··· 提示文 ···

成田氏の証言について北野氏に事実関係を求める取材依頼をしたが、取材は受けないということだった。

北野氏や皆川氏に対して、進め方が強引だという批判はある。一方で、彼らがスキー連盟の財務基盤を強化してきた事実もある。スポンサー協賛金は1億1900万円(2016年~2017年)から3億1300万円(2018年~2019年)へと大幅に増え、国からの補助金収入も2億8600万円(2016年~2017年)から4億880万円(2018年~2019年)へと増額している。

それは、皆川氏が重視したマーケティング戦略で「SNOW JAPAN」のブランディングを図り、企業が協賛金を出しやすい環境を整えたからだ。強化戦略プランとKPI(重要業績評価指数)を設定し、補助金を投与する国から適正に評価を受ける仕組みも整備した。いずれも国が定めるスポーツガバナンス・コードに沿った改革だ。

スキー連盟副会長の後藤田正純・衆議院議員は「北野会長、皆川競技本部長の下で進められてきた改革や強化戦略プランに賛同し、民間企業は協賛金を出し、国は補助金を支給してきた。民間企業のお金や国民の税金が入っている以上、今回否決をした人たちには相応の説明責任が求められる」と指摘する。

··· 記録の抜粋 ···

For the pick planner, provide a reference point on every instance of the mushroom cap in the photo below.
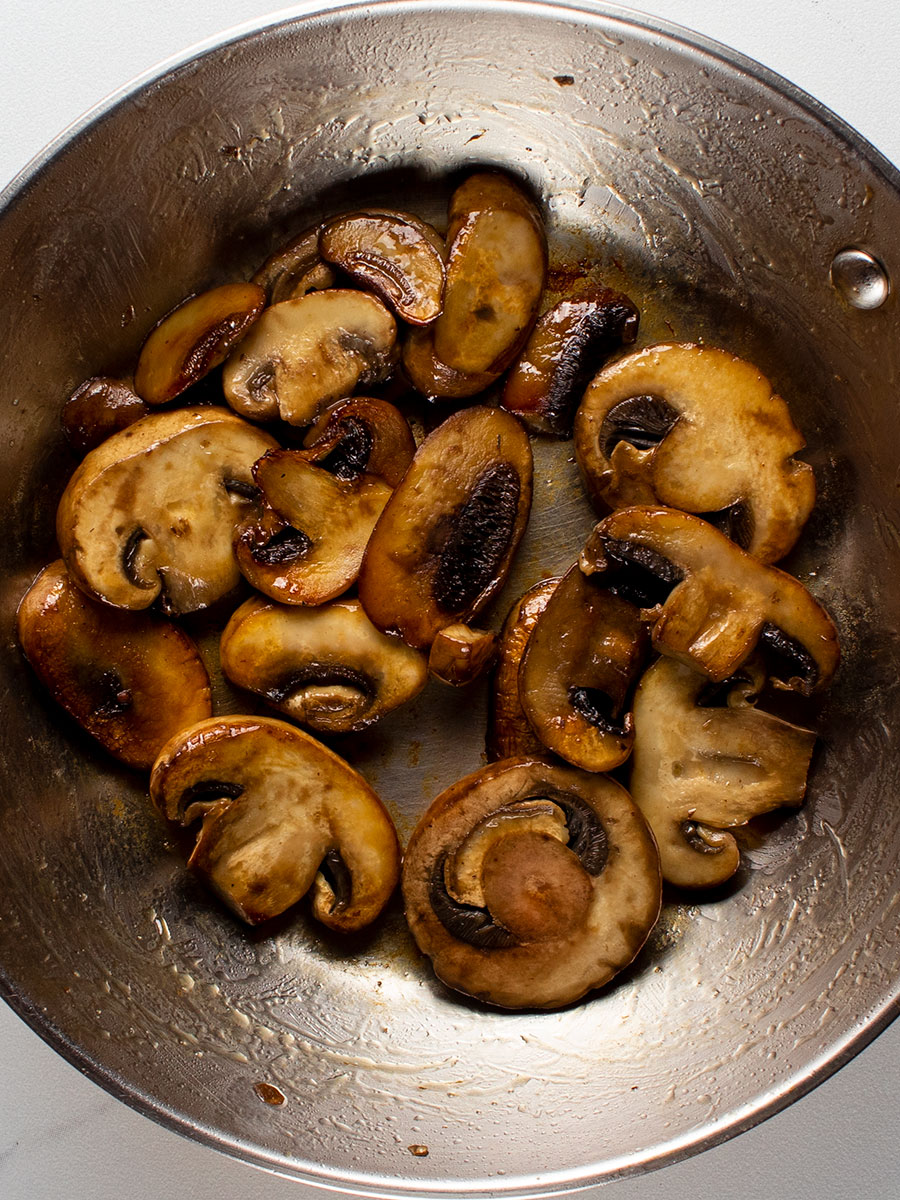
(150, 513)
(652, 429)
(699, 771)
(528, 885)
(714, 603)
(281, 815)
(327, 667)
(131, 681)
(444, 543)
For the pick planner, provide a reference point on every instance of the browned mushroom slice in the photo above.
(99, 407)
(295, 269)
(577, 672)
(444, 544)
(395, 255)
(281, 816)
(195, 339)
(311, 552)
(652, 430)
(711, 603)
(509, 732)
(460, 654)
(496, 268)
(528, 885)
(327, 667)
(565, 348)
(132, 682)
(435, 378)
(305, 354)
(150, 513)
(702, 768)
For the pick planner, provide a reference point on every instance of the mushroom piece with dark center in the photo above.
(281, 816)
(131, 681)
(699, 772)
(327, 667)
(580, 666)
(528, 885)
(652, 429)
(444, 544)
(717, 604)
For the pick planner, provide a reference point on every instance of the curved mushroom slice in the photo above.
(699, 771)
(565, 348)
(460, 654)
(328, 667)
(395, 255)
(652, 427)
(711, 603)
(582, 660)
(281, 816)
(509, 731)
(496, 269)
(444, 544)
(99, 407)
(132, 682)
(435, 378)
(305, 354)
(150, 513)
(528, 885)
(195, 339)
(295, 269)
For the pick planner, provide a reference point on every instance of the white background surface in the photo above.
(61, 1138)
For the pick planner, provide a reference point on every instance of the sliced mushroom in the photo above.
(444, 544)
(295, 269)
(305, 354)
(99, 407)
(567, 346)
(132, 682)
(711, 603)
(327, 667)
(496, 269)
(652, 429)
(281, 816)
(460, 654)
(509, 731)
(395, 255)
(195, 339)
(150, 513)
(528, 885)
(580, 666)
(699, 771)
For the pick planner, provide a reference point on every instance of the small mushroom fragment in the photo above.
(150, 513)
(581, 663)
(711, 603)
(459, 654)
(567, 346)
(509, 732)
(394, 255)
(295, 269)
(528, 885)
(281, 816)
(444, 544)
(327, 667)
(700, 771)
(652, 430)
(99, 407)
(496, 269)
(195, 339)
(132, 682)
(305, 354)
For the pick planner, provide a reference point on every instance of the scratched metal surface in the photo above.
(718, 197)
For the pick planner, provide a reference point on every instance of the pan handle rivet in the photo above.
(859, 279)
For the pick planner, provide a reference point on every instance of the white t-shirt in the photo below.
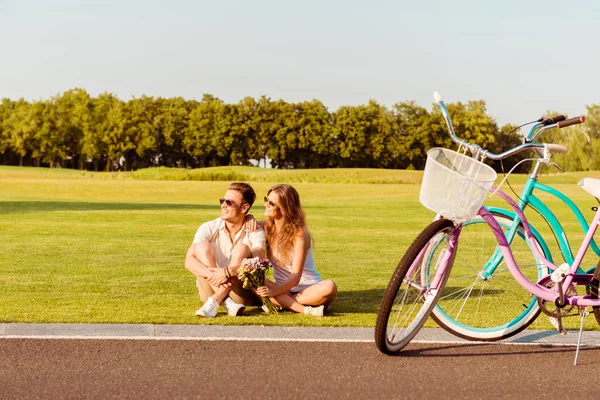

···

* [課題]:
• A. 提示文について次の問いに答えよ。
(i) 2018年~2019年のスポンサー協賛金はいくらか。
(ii) 皆川氏が重視したマーケティング戦略で、どのブランディングが図られたか。
(iii) 後藤田正純氏はスキー連盟でどの役職に就いているか。
• B. 提示文のうち、「北野氏や皆川氏に対して、進め」と「019年)へと増額している。」の間を、両端も含めてそのまま繰り返して書け。

* [解答一覧]:
• A.
(i) 3億1300万円
(ii) 「SNOW JAPAN」
(iii) 副会長

• B.
北野氏や皆川氏に対して、進め方が強引だという批判はある。一方で、彼らがスキー連盟の財務基盤を強化してきた事実もある。スポンサー協賛金は1億1900万円(2016年~2017年)から3億1300万円(2018年~2019年)へと大幅に増え、国からの補助金収入も2億8600万円(2016年~2017年)から4億880万円(2018年~2019年)へと増額している。